The Province is highlighting several commitments to programs that make sporting activities more affordable for families and empower under-represented children and youth to jump back into sport and physical activities, regardless of family finances.
This comes as the Province marks KidSport BC Powered by Sport BC Week.
“We know how important it is for children and youth to participate in sport and physical activities,” said Melanie Mark, Hli Haykwhl Ẃii Xsgaak, Minister of Tourism, Arts, Culture and Sport. “Sport is the great equalizer. It has the power to heal, to promote good health and to lead children and youth to brighter futures. No child should be benched because of their family’s finances. That’s why we are investing in several programs, to take the financial barriers out of the game. Our government is committed to move the dial so all children and youth can thrive, dream big and shine in all aspects of their lives.”
Cost keeps one in three kids out of organized sport, especially those from marginalized or remote communities. Families who face financial hardships often struggle to pay for their children to participate in sport and physical activities. The COVID-19 pandemic added a layer of economic, social and health challenges.
Kids who are active through sport are physically and mentally healthier, more connected to their community and develop important life skills, such as teamwork and leadership. In honour of KidSport BC week, which runs Sept. 25 until Oct. 1, 2022, the Government of B.C. renews its commitment and support for children and youth around the province.
KidSport BC is an example of a measure that exists to provide direct financial support to families with low incomes. Through KidSport BC, children could be eligible for as much as $400 per child, per calendar year, to help pay for membership with eligible sport organizations.

☆ ☆ ☆ ☆ ☆ ☆ ☆

Copy out the passage of the KidSport BC release from "The Province is" up to and including "of family finances.".

☆ ☆ ☆ ☆ ☆ ☆ ☆

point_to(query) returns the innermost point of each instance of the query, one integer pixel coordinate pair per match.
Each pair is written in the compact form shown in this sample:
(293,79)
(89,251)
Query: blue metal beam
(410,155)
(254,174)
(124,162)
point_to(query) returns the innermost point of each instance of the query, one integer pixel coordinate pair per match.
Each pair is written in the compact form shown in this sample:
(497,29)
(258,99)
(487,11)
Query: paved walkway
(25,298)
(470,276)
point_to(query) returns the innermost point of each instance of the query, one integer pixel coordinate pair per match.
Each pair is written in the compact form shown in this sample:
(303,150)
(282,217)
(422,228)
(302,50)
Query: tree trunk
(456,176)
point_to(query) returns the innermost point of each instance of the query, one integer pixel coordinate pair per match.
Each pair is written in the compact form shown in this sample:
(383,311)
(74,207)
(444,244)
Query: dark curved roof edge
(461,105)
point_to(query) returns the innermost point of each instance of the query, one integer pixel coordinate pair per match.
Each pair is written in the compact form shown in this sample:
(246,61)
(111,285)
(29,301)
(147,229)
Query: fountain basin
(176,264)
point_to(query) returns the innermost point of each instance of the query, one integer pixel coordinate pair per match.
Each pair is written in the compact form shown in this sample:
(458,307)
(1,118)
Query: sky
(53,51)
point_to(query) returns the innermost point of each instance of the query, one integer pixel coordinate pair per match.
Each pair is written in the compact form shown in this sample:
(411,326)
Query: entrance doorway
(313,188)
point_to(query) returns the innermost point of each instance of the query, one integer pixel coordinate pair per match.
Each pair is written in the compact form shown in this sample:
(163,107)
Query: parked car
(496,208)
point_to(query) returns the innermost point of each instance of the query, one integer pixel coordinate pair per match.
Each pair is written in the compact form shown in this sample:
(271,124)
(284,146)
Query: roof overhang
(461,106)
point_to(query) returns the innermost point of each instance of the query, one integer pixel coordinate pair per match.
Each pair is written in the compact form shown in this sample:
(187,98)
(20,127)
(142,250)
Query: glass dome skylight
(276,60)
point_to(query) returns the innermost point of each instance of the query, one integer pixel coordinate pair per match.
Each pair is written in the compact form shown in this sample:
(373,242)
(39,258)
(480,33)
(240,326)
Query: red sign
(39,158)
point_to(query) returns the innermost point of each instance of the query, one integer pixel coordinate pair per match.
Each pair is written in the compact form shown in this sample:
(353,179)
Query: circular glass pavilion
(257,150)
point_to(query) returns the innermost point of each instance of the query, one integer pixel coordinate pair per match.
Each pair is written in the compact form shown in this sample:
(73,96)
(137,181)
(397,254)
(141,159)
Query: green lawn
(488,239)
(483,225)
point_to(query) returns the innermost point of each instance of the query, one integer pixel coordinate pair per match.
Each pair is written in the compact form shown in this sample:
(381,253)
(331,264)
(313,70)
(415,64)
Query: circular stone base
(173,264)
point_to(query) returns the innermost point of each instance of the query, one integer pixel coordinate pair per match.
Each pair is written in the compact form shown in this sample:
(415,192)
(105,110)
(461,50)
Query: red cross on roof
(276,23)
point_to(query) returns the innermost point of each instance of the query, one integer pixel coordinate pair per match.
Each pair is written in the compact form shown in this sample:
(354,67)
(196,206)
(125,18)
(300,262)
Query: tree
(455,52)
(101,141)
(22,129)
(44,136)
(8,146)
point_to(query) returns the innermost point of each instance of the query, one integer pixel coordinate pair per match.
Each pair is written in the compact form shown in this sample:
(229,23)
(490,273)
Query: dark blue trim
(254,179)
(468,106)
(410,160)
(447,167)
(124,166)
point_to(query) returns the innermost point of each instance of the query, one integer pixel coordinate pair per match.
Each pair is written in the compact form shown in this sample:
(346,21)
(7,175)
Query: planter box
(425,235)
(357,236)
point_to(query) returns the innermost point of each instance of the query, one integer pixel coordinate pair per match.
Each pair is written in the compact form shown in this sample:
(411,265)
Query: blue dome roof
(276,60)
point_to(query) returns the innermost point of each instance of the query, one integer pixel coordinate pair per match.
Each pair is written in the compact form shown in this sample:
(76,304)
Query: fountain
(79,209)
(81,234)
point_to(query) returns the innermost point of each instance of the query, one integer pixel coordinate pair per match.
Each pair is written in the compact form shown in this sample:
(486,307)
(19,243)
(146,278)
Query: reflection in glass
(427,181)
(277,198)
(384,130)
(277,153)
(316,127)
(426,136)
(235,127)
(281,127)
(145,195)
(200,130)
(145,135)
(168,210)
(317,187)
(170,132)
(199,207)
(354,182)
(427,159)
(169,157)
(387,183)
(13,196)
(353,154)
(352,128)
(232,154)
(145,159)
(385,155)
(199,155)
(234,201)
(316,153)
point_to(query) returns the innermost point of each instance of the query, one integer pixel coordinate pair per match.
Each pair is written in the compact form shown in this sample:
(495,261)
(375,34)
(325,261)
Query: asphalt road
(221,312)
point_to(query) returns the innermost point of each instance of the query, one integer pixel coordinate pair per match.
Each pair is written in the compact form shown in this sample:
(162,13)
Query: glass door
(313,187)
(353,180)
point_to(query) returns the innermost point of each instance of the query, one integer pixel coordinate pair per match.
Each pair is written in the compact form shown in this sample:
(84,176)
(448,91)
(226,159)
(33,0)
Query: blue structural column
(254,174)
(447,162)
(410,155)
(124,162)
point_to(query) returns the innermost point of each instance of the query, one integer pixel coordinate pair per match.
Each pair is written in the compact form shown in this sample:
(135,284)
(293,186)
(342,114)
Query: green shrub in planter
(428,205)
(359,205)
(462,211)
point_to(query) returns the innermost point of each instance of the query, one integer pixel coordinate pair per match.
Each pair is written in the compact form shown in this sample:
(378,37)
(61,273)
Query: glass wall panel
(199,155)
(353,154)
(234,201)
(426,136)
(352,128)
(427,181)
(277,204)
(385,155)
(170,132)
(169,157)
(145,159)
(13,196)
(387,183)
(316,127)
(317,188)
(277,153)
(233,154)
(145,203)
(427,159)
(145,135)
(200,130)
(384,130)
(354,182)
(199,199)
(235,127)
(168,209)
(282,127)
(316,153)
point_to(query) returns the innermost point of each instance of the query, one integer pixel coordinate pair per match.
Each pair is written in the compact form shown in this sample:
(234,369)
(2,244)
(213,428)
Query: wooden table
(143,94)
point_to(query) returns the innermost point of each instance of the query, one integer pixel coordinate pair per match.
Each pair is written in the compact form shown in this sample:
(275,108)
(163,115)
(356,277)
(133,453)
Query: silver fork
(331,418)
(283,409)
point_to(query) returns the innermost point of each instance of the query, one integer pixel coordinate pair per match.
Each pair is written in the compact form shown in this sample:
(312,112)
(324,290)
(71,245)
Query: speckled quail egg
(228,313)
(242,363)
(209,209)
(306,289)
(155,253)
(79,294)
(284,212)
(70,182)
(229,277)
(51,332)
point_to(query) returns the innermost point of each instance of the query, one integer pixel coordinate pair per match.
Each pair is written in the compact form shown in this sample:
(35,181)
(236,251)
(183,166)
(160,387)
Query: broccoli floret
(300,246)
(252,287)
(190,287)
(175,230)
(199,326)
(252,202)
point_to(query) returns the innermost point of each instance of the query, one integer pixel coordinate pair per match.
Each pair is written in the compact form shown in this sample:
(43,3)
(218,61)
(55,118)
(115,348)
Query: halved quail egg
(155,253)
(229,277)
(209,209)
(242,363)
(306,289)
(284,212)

☆ ☆ ☆ ☆ ☆ ☆ ☆

- Answer box -
The Province is highlighting several commitments to programs that make sporting activities more affordable for families and empower under-represented children and youth to jump back into sport and physical activities, regardless of family finances.